Text passage.
:::
Effects of hypoxia-reoxygenation stress on mitochondrial proteome and bioenergetics of the hypoxia-tolerant marine bivalve Crassostrea gigas

Abstract

Mitochondria are key intracellular targets of hypoxia-reoxygenation (H/R) stress due to their central role in generation of ATP and reactive oxygen species (ROS). Intertidal oysters Crassostrea gigas are adapted to frequent H/R cycles and maintain aerobic function despite frequent oxygen fluctuations. To gain insight into the molecular mechanisms of H/R tolerance, we assessed changes in mitochondrial respiration and (phospho)proteome of C. gigas during hypoxia and recovery. Oyster mitochondria maintained OXPHOS capacity despite a decline in cytochrome c oxidase activity during H/R stress. Rearrangements of the mitochondrial proteome during H/R stress involved upregulation of mitochondrial electron transport system and iron-binding proteins, and suppression of the pathways that channel electrons to ubiquinone, possibly as a mechanism to limit ROS production. H/R stress led to upregulation of a mitophagic activator PGAM5 and dephosphorylation of metalloendopeptidase OMA1, indicating stimulation of mitochondrial quality control mechanisms. Changes in abundance and phosphorylation levels of key proteins involved in mitochondrial protein homeostasis indicate suppression of protein synthesis during hypoxia, likely as an energy-saving mechanism, and its subsequent reactivation during reoxygenation. Thus, shifts in the mitochondrial (phospho-)proteome might play an important role in H/R stress resistance of oysters ensuring mitochondrial integrity and function during oxygen fluctuations. SignificanceHypoxia-reoxygenation (H/R) stress elicits shifts in proteome and phosphoproteome of mitochondria in a hypoxia-tolerant model bivalve, oyster Crassostrea gigas, upregulating electron transport system, limiting electron flow to ubiquinone and activating mitochondrial quality control and protein homeostasis mechanisms. These findings provide insights into the potential role of proteomic shifts in adaptive response to H/R stress and serve as an important benchmark to understand the mechanisms of mitochondrial sensitivity to hypoxia and reoxygenation.
:::
Dataset content.
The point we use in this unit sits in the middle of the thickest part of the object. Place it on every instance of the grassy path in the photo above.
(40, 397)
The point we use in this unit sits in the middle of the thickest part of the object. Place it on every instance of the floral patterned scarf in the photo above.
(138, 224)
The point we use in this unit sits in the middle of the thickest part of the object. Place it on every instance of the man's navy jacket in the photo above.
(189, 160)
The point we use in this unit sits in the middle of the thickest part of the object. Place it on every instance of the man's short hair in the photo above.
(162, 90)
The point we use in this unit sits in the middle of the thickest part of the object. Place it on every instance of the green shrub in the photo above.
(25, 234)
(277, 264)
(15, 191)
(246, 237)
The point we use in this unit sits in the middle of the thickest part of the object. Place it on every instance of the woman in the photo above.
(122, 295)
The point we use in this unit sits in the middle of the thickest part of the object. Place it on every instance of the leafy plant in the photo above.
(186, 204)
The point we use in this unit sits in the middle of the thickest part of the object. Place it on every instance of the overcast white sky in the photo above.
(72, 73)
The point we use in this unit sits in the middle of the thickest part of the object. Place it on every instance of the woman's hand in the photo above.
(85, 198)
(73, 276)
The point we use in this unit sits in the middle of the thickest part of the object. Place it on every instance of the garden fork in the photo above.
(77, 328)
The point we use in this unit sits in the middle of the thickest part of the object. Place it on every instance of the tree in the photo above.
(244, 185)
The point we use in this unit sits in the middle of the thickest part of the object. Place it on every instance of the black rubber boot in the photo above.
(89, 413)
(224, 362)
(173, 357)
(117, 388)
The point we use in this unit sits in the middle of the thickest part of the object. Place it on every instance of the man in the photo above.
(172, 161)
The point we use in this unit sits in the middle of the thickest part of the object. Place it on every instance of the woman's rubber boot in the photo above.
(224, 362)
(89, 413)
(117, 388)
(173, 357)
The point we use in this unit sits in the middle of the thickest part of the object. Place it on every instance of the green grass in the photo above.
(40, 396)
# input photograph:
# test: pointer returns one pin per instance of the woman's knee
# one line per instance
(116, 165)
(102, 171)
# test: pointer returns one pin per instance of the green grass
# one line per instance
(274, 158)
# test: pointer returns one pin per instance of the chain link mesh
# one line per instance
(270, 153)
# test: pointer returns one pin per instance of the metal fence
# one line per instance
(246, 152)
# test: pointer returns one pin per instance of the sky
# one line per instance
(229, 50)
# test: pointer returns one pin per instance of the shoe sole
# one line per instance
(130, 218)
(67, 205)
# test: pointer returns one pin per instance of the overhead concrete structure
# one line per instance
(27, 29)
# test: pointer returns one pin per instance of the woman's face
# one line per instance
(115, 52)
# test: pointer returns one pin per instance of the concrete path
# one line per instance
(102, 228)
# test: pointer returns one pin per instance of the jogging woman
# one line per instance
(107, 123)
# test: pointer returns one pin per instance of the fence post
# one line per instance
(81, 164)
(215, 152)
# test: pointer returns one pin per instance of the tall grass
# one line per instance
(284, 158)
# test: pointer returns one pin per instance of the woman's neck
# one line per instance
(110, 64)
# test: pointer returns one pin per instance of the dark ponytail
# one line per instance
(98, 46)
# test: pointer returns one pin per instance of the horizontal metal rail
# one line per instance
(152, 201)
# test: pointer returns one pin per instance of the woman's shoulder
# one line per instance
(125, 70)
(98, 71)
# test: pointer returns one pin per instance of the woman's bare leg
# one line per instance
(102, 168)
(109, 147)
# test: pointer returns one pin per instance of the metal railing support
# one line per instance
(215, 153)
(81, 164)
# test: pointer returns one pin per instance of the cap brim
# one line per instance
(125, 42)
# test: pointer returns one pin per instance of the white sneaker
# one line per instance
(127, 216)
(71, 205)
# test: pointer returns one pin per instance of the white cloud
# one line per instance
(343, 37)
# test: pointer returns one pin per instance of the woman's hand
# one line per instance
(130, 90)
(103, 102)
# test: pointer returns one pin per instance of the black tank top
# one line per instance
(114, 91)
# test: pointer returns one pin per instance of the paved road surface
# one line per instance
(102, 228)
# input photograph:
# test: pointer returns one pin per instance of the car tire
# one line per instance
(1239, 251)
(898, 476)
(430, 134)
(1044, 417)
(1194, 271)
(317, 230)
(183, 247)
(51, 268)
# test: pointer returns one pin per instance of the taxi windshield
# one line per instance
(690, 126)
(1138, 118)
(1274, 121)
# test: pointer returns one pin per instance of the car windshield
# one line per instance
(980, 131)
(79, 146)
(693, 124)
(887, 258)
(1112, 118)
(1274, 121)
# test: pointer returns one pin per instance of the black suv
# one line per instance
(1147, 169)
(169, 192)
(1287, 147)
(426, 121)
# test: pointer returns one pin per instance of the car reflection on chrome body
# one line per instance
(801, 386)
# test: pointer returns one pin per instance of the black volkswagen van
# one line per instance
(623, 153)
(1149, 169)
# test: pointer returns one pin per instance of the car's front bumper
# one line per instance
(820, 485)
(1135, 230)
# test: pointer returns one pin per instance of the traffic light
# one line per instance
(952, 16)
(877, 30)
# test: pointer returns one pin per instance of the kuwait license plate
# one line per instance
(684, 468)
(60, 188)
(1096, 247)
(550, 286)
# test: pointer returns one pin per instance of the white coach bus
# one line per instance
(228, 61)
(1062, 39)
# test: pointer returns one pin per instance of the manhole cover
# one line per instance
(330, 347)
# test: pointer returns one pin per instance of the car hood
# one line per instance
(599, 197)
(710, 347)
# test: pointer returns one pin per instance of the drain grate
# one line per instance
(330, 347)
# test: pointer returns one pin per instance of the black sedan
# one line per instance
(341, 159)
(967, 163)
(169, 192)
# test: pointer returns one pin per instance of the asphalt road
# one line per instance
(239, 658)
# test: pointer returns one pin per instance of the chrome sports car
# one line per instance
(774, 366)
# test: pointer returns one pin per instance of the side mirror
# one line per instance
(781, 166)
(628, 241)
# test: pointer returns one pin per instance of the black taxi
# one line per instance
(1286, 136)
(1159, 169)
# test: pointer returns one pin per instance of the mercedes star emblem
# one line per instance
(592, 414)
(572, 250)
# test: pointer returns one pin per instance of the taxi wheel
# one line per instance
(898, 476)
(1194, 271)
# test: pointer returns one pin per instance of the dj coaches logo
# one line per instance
:::
Task brief.
Transcribe the complete abstract on oyster mitochondria under hypoxia-reoxygenation stress, word for word from its title to its final sentence. The records were taken from a different source than the abstract.

Exercise solution.
Effects of hypoxia-reoxygenation stress on mitochondrial proteome and bioenergetics of the hypoxia-tolerant marine bivalve Crassostrea gigas

Abstract

Mitochondria are key intracellular targets of hypoxia-reoxygenation (H/R) stress due to their central role in generation of ATP and reactive oxygen species (ROS). Intertidal oysters Crassostrea gigas are adapted to frequent H/R cycles and maintain aerobic function despite frequent oxygen fluctuations. To gain insight into the molecular mechanisms of H/R tolerance, we assessed changes in mitochondrial respiration and (phospho)proteome of C. gigas during hypoxia and recovery. Oyster mitochondria maintained OXPHOS capacity despite a decline in cytochrome c oxidase activity during H/R stress. Rearrangements of the mitochondrial proteome during H/R stress involved upregulation of mitochondrial electron transport system and iron-binding proteins, and suppression of the pathways that channel electrons to ubiquinone, possibly as a mechanism to limit ROS production. H/R stress led to upregulation of a mitophagic activator PGAM5 and dephosphorylation of metalloendopeptidase OMA1, indicating stimulation of mitochondrial quality control mechanisms. Changes in abundance and phosphorylation levels of key proteins involved in mitochondrial protein homeostasis indicate suppression of protein synthesis during hypoxia, likely as an energy-saving mechanism, and its subsequent reactivation during reoxygenation. Thus, shifts in the mitochondrial (phospho-)proteome might play an important role in H/R stress resistance of oysters ensuring mitochondrial integrity and function during oxygen fluctuations. SignificanceHypoxia-reoxygenation (H/R) stress elicits shifts in proteome and phosphoproteome of mitochondria in a hypoxia-tolerant model bivalve, oyster Crassostrea gigas, upregulating electron transport system, limiting electron flow to ubiquinone and activating mitochondrial quality control and protein homeostasis mechanisms. These findings provide insights into the potential role of proteomic shifts in adaptive response to H/R stress and serve as an important benchmark to understand the mechanisms of mitochondrial sensitivity to hypoxia and reoxygenation.